→ **AUFGABEN**
**A)** Nenne alle Personen, die im Textauszug über die Grazer Mozartgasse namentlich erwähnt werden.
**B)** Gib laut dem Textauszug über die Grazer Mozartgasse an, in welchem Jahr die Gasse nach dem Komponisten benannt wurde.
━━━ TEXTAUSZUG
Nun, aber wie kommt Graz zur Mozartgasse? Mozart war nie in Graz. „1867 regte ein Musikfreund per Leserbrief an, eine Gasse nach Mozart zu benennen, da es doch in Graz auch Straßen gibt, welche die Namen von Beethoven, Goethe und Schiller tragen“, schöpft Stadthistoriker Karl Kubinzky aus seinem Schatzkästchen der Grazer Stadtgeschichte. Also wurde die neue Gasse, die Verbindungsstraße von der Heinrichstraße zur Humboldtstraße, 1870 nach dem Komponisten benannt.
Also, auf in die Straße des Wolfgang Amadeus Mozart, die eine teilweise alte Bausubstanz ziert, mit schmucken Gebäuden aus der zweiten Hälfte des 19. Jahrhunderts, durchbrochen von Modernem aus dem 20., darunter auch Einfamilienhäuser. In einem wohnte der langjährige LH-Stellvertreter und Landtagspräsident Franz Wegart.
━━━━━━
━━━ BEREITGESTELLTE EINTRÄGE
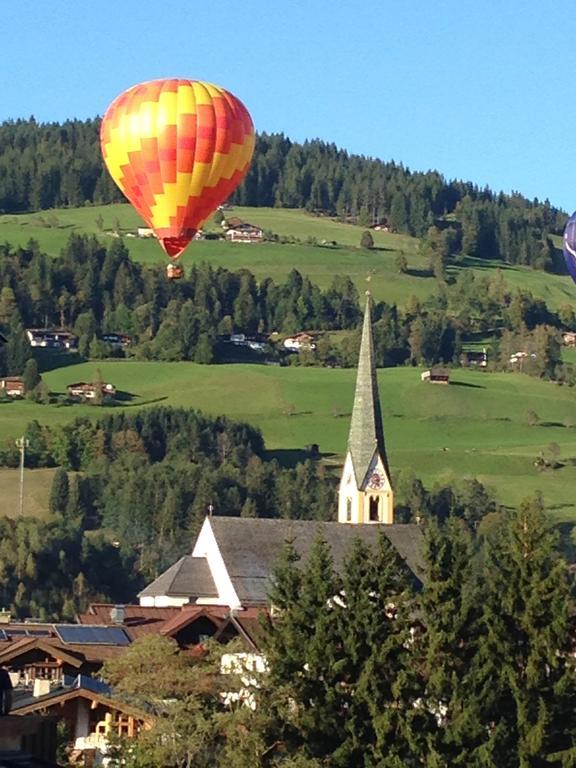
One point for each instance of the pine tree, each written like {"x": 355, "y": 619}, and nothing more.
{"x": 18, "y": 349}
{"x": 385, "y": 718}
{"x": 30, "y": 375}
{"x": 451, "y": 617}
{"x": 59, "y": 492}
{"x": 301, "y": 648}
{"x": 524, "y": 668}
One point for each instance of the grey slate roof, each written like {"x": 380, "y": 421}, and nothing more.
{"x": 188, "y": 577}
{"x": 250, "y": 547}
{"x": 366, "y": 435}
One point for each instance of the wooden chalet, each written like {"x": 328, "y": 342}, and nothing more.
{"x": 51, "y": 339}
{"x": 238, "y": 231}
{"x": 55, "y": 652}
{"x": 83, "y": 390}
{"x": 91, "y": 711}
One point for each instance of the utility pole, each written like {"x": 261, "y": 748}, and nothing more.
{"x": 22, "y": 443}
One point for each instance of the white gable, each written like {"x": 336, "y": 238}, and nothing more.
{"x": 207, "y": 546}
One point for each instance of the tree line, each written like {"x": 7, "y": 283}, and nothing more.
{"x": 49, "y": 165}
{"x": 92, "y": 288}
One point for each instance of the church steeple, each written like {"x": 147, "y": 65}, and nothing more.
{"x": 365, "y": 493}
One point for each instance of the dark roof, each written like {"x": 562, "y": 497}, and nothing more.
{"x": 138, "y": 620}
{"x": 190, "y": 613}
{"x": 366, "y": 435}
{"x": 250, "y": 547}
{"x": 188, "y": 577}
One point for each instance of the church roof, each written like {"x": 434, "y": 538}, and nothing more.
{"x": 250, "y": 547}
{"x": 366, "y": 435}
{"x": 188, "y": 577}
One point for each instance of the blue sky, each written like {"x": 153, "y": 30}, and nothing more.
{"x": 481, "y": 91}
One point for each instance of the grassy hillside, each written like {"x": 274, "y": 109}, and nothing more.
━━━━━━
→ **ERGEBNISSE**
**A)** Wolfgang Amadeus Mozart, Beethoven, Goethe, Schiller, Karl Kubinzky, Franz Wegart

**B)** 1870